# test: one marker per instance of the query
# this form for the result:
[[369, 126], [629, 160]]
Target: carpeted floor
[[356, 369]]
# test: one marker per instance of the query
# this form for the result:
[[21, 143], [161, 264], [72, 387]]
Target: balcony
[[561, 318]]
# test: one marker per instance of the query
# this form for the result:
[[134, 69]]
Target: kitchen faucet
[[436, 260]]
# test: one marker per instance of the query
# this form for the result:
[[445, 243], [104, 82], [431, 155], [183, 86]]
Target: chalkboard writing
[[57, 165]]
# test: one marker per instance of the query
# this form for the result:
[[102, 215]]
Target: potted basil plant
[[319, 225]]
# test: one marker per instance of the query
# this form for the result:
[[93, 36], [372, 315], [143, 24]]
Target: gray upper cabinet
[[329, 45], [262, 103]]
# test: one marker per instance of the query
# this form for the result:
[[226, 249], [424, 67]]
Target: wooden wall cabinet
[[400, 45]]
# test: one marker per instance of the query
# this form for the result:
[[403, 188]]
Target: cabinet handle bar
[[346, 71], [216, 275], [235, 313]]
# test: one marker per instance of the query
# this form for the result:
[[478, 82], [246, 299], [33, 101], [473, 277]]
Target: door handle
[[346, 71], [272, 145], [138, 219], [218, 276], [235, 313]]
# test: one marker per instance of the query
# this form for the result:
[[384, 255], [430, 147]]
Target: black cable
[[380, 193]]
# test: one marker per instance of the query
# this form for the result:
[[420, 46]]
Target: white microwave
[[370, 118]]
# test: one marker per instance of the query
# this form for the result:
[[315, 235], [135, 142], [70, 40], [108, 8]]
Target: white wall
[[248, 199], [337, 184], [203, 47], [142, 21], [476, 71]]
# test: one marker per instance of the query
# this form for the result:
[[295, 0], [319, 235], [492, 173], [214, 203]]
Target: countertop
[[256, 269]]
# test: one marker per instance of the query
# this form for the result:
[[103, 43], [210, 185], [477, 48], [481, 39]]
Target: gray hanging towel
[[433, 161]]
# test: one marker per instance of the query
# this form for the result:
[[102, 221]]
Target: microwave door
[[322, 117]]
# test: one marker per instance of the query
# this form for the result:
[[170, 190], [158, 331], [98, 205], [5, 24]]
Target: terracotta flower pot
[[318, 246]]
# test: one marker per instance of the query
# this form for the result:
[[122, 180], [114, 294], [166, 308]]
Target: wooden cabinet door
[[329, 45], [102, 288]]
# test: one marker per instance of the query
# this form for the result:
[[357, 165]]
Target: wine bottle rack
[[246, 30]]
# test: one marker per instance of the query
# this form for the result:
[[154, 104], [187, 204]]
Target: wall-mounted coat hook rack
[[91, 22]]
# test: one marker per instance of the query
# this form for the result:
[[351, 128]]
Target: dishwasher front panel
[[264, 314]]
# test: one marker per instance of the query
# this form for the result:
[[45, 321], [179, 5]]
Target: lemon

□ □ □

GIVEN INSTRUCTION:
Your task is to quote the listing above word for word.

THE OUTPUT:
# test: one marker per instance of the query
# this form for the result:
[[369, 126], [629, 160]]
Target: carpeted floor
[[356, 369]]
# test: one marker per instance of the query
# this form for the result:
[[21, 143], [161, 264], [72, 387]]
Target: balcony
[[561, 318]]
# test: one marker per instance of the query
# this form for the result:
[[134, 69]]
Target: kitchen faucet
[[436, 260]]
# test: one marker per instance of the query
# this form for the result:
[[445, 243], [104, 82], [431, 155], [183, 86]]
Target: chalkboard writing
[[57, 165]]
# test: one marker per instance of the query
# this form for the result:
[[102, 215]]
Target: potted basil plant
[[319, 225]]
# test: one marker per instance of the query
# this form for the result:
[[93, 36], [372, 315], [143, 24]]
Target: gray upper cabinet
[[329, 45], [262, 103]]
# test: one marker per instance of the query
# this form for the result:
[[226, 249], [424, 67]]
Target: wooden wall cabinet
[[400, 45]]
# test: one marker per instance of the query
# this form for the result:
[[403, 188]]
Target: cabinet handle bar
[[346, 71], [216, 275], [235, 313]]
# test: one marker per instance of the query
# this form for the result:
[[478, 82], [246, 299], [33, 101], [473, 277]]
Target: door handle
[[346, 71], [272, 145], [138, 219], [218, 276], [235, 313]]
# test: one marker per instance of the query
# this form for the result:
[[384, 255], [430, 147]]
Target: black cable
[[380, 193]]
# test: one marker per instance of the query
# this form for the result:
[[420, 46]]
Target: white microwave
[[370, 118]]
# test: one marker per instance of the query
# this form for the result:
[[315, 235], [135, 142], [70, 40], [108, 8]]
Target: white wall
[[248, 199], [337, 184], [203, 47], [142, 21], [476, 71]]
# test: one marker per instance of the query
# this form for the result:
[[295, 0], [319, 235], [492, 173], [214, 203]]
Target: countertop
[[256, 269]]
# test: one marker per instance of the query
# this form for the result:
[[103, 43], [210, 185], [477, 48], [481, 39]]
Target: gray hanging towel
[[433, 161]]
# test: one marker per instance of the query
# this form for the result:
[[102, 221]]
Target: microwave door
[[322, 117]]
# test: one marker per instance of the query
# this form for the result:
[[170, 190], [158, 331], [98, 205], [5, 24]]
Target: terracotta flower pot
[[318, 246]]
# test: one marker per instance of the query
# this form for the result:
[[122, 180], [114, 294], [166, 308]]
Target: wooden cabinet door
[[329, 45], [102, 288]]
# test: one marker per instance of the query
# this form for the result:
[[357, 165]]
Target: wine bottle rack
[[246, 30]]
# test: one marker per instance of the query
# this form for the result:
[[154, 104], [187, 204]]
Target: wall-mounted coat hook rack
[[91, 22]]
# test: one marker per instance of the query
# this form for the result:
[[351, 128]]
Target: dishwasher front panel
[[264, 314]]
# test: one marker per instance of the query
# this form for the result:
[[45, 321], [179, 5]]
Target: lemon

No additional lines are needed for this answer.